#### DIRECTION A:
Reproduce word for word the part of the passage on the Azores and Cape Verde from "THE EXTREMES OF MACARONESIA" to "leave and return.".

◇ ◇ ◇ ◇

THE EXTREMES OF MACARONESIA

The Azores and Cape Verde, the extremes of the Atlantic region of Macaronesia, are two branches of a common trunk.
We share the same history, culture, language, time of day, sea, and even the same archipelagic condition, each with nine inhabited islands.
As if we were a single people of more than 700,000 islanders united in a single archipelago of 19 islands: Boa Vista, Brava, Corvo, Faial, Flores, Fogo, Graciosa, Maio, Pico, Sal, Santiago, Santa Luzia, Santa Maria, Santo Antão, São Jorge, São Miguel, São Nicolau, São Vicente and Terceira.
But we also share the centuries-old condition of being an emigrant people.
We have lived on these islands since the middle of the 15th century, always wanting to leave and return.
We carry and affirm our cultural identity, projecting and enhancing our islands on the other side of the Atlantic.
In both cases, at least three times more natives and descendants live in our diaspora than on our islands.
Azoreans and Cape Verdeans even share some emigration destinations, such as the east coast of the United States of America, from which SATA Internacional’s regular flight between Boston, Ponta Delgada, and Praia originates.

◇ ◇ ◇ ◇

#### DIRECTION B:
Return each line of the records below that contains the word "door", copied exactly.

◇ ◇ ◇ ◇

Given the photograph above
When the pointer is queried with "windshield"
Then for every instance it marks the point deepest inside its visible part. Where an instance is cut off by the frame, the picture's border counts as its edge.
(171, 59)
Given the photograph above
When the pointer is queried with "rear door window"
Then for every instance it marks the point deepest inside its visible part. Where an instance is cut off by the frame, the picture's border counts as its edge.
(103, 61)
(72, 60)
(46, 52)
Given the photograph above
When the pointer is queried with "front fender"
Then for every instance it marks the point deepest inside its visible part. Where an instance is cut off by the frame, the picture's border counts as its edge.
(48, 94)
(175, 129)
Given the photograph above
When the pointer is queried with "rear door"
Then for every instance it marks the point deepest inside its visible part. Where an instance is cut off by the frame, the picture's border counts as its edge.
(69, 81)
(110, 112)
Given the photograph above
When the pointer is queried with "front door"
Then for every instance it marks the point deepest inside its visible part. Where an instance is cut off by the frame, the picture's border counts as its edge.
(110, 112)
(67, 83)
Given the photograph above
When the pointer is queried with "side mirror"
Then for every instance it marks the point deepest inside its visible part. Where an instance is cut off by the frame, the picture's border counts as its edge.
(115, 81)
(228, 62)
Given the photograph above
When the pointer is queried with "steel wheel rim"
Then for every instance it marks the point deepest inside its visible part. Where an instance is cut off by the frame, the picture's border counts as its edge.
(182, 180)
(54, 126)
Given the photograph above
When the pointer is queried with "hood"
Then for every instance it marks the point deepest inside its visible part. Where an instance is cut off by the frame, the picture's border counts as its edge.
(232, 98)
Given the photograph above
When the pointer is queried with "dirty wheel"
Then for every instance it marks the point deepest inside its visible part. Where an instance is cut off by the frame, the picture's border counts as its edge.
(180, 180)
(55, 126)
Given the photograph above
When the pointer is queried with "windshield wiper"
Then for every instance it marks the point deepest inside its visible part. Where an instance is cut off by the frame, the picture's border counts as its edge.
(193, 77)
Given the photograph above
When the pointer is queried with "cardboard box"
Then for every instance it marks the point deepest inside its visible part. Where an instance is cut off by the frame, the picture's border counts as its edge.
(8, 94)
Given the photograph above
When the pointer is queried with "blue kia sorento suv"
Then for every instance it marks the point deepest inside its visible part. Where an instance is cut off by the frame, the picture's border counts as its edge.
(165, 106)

◇ ◇ ◇ ◇

#### FULL RESPONSE A:
THE EXTREMES OF MACARONESIA

The Azores and Cape Verde, the extremes of the Atlantic region of Macaronesia, are two branches of a common trunk.
We share the same history, culture, language, time of day, sea, and even the same archipelagic condition, each with nine inhabited islands.
As if we were a single people of more than 700,000 islanders united in a single archipelago of 19 islands: Boa Vista, Brava, Corvo, Faial, Flores, Fogo, Graciosa, Maio, Pico, Sal, Santiago, Santa Luzia, Santa Maria, Santo Antão, São Jorge, São Miguel, São Nicolau, São Vicente and Terceira.
But we also share the centuries-old condition of being an emigrant people.
We have lived on these islands since the middle of the 15th century, always wanting to leave and return.

#### FULL RESPONSE B:
When the pointer is queried with "rear door window"
When the pointer is queried with "rear door"
When the pointer is queried with "front door"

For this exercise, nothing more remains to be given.